Written request:
Please write out again every line of the records from the line that contains "Check the image above for the presence of any white plate." down to the line that contains "43 75 304 300", both lines included. Shift each bounding box coordinate in the answers up by 150, and leave the sample coordinates untouched.

»»

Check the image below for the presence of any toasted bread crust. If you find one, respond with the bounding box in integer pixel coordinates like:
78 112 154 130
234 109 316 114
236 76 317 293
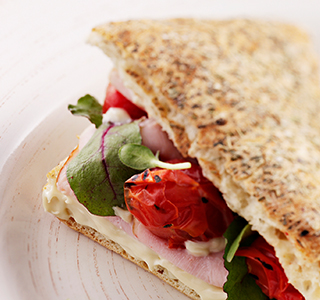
91 19 320 296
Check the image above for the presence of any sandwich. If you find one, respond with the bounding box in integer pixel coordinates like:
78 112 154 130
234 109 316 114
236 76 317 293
43 19 320 300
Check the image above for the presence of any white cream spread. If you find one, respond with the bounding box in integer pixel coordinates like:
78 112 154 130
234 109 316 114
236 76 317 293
42 176 226 300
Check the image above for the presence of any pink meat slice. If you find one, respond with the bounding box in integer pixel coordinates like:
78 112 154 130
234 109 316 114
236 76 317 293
106 217 228 288
57 93 227 287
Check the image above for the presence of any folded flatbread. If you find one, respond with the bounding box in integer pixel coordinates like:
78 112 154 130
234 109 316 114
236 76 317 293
43 19 320 299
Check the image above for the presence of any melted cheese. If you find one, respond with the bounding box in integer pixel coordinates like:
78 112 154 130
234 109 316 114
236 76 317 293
42 176 226 300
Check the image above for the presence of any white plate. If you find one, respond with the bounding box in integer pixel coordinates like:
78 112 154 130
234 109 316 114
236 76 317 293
0 0 320 300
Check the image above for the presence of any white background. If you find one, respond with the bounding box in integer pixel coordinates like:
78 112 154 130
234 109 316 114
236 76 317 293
0 0 320 300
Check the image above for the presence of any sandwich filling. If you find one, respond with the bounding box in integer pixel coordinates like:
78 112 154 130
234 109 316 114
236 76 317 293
43 75 304 300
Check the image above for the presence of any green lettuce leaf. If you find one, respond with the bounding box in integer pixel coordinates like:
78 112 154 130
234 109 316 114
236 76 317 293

««

Expected answer:
Check the image above for the presence of any white plate. If you find one, respond with the bounding box in integer pixel coordinates like:
78 112 154 130
234 109 316 114
236 76 317 293
150 150 470 450
Check the image above for the presence of any white background. If you find one, respond with the bounding box in integer pixel coordinates like:
78 112 154 130
234 109 316 114
236 76 317 293
150 150 470 450
Check the image above for the presence of any sandwich filling. If you find one, respond with the bounding box in integer pixel coordinates like:
78 112 154 130
234 109 316 114
236 76 317 293
193 225 454 450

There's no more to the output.